[Point annotations on photos]
>>>>

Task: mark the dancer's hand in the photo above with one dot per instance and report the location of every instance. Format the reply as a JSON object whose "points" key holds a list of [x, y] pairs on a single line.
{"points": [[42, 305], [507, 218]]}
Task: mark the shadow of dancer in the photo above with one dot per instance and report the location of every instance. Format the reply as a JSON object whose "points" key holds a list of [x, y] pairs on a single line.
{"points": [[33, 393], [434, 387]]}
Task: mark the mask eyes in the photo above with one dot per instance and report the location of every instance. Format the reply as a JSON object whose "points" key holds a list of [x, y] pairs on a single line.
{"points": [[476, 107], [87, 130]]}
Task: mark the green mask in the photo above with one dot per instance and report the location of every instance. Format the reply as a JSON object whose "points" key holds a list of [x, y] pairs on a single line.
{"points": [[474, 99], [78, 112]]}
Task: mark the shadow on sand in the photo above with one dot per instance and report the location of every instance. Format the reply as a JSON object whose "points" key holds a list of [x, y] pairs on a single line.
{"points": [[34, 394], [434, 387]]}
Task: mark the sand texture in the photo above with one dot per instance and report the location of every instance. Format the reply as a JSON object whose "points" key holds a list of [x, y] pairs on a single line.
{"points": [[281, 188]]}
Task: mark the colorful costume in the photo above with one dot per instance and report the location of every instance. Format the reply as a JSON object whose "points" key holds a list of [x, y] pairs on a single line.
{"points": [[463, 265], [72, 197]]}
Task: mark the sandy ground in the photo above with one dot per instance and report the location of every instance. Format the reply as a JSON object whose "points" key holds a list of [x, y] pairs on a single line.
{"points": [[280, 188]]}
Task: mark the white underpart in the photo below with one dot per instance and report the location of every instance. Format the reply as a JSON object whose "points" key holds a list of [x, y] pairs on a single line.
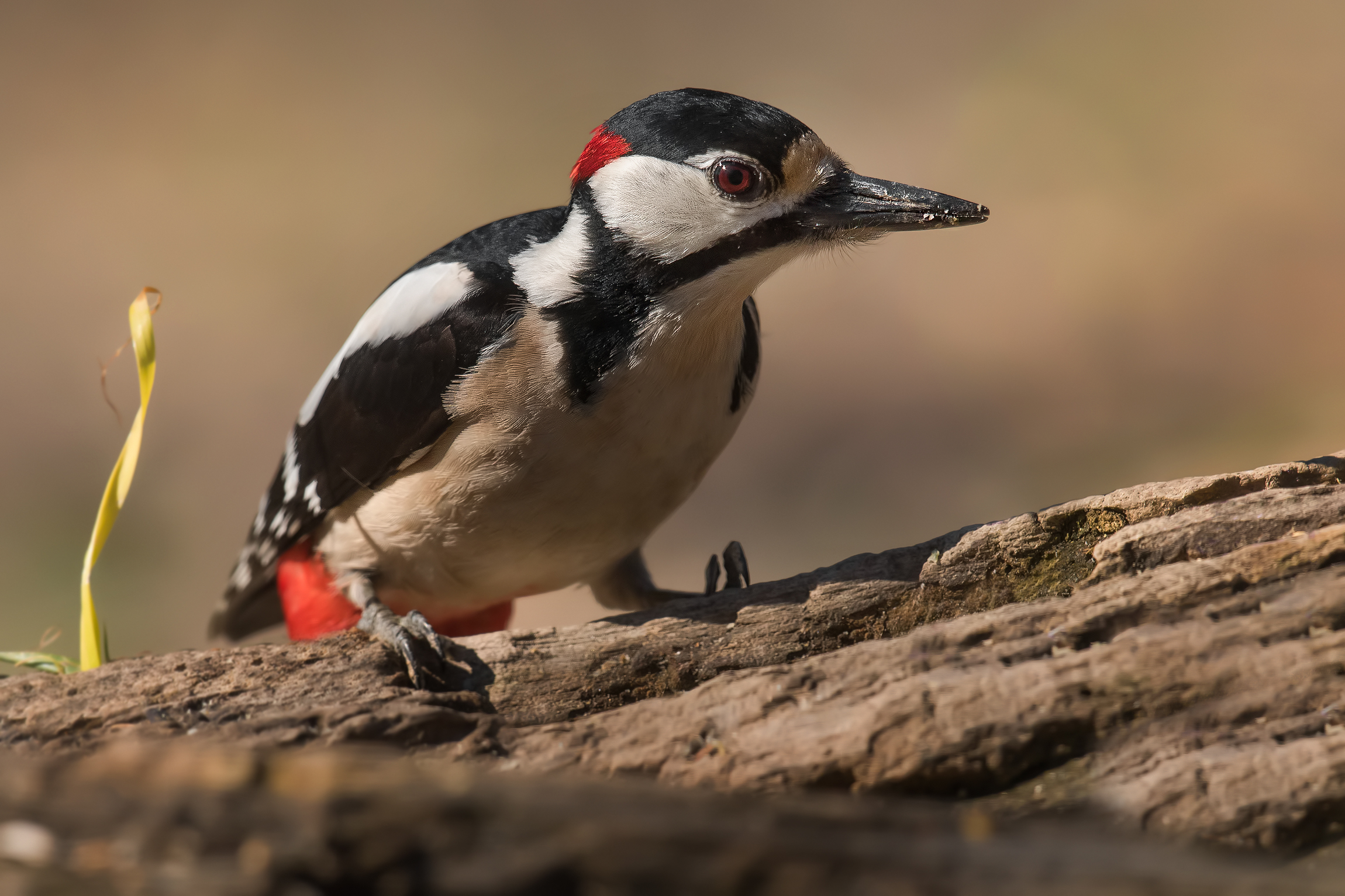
{"points": [[546, 271], [670, 210], [527, 493], [411, 303]]}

<<<<

Request ->
Print all the items above word for word, leaving out the pictures.

The reply ->
Task: mark the dancer's hand in the photo above with one dot per instance and report the location of every instance. Format the reply as a JSON object whose "points" key holds a list of [x, y] pairs on a single line.
{"points": [[42, 305], [507, 218]]}
Task: mark the shadow of dancer in the photo above with one dot per instance and report the location of every instance. Format the reply as a JSON object whose "points" key holds a list of [x, y] pairs on a single line.
{"points": [[33, 393], [434, 387]]}
Task: mark the mask eyes in the photo above with one dot per instance and report the location of every instance. Format the reply as a JSON object whose "points" key holds a list of [x, y] pairs on a single line.
{"points": [[476, 107], [87, 130]]}
Task: mark the green mask in the photo above with one dot per instance and report the location of every instance. Format the reply as a JSON object whose "points" key holds a list of [x, y] pairs on a single line.
{"points": [[474, 99], [78, 112]]}
Task: mark the shadow on sand in the photo above with one dot per instance and report the location of every instance. Format the reply as a JSON object whose "points" key holds a list of [x, y] pairs on a single line.
{"points": [[34, 394], [434, 387]]}
Task: mark the sand texture in the photo above with one dot per instance and report the location of every instance. Format the reply as a JSON object whose "points" key holds a list of [x, y] pairs on a single line.
{"points": [[281, 188]]}
Task: mark the colorful costume in the photo above with one dot per instance and report the location of every instance. Format the reply as a JSON object whose "points" key holds a list of [x, y] pairs on a single line.
{"points": [[463, 265], [72, 197]]}
Task: mark the sandy ground in the photo above with one dot per instance and report the location of every instance. Format the reply as a JSON object whose "points" key holds a list of [x, y] pairs on a single line.
{"points": [[280, 188]]}
Task: mark the white underpart in the photo below with one dot per instance and report the location of every instance. Format the reply as a JSON object whose "points" key holds a list of [x, y] pairs on a single line.
{"points": [[546, 271], [670, 210], [527, 493], [411, 303]]}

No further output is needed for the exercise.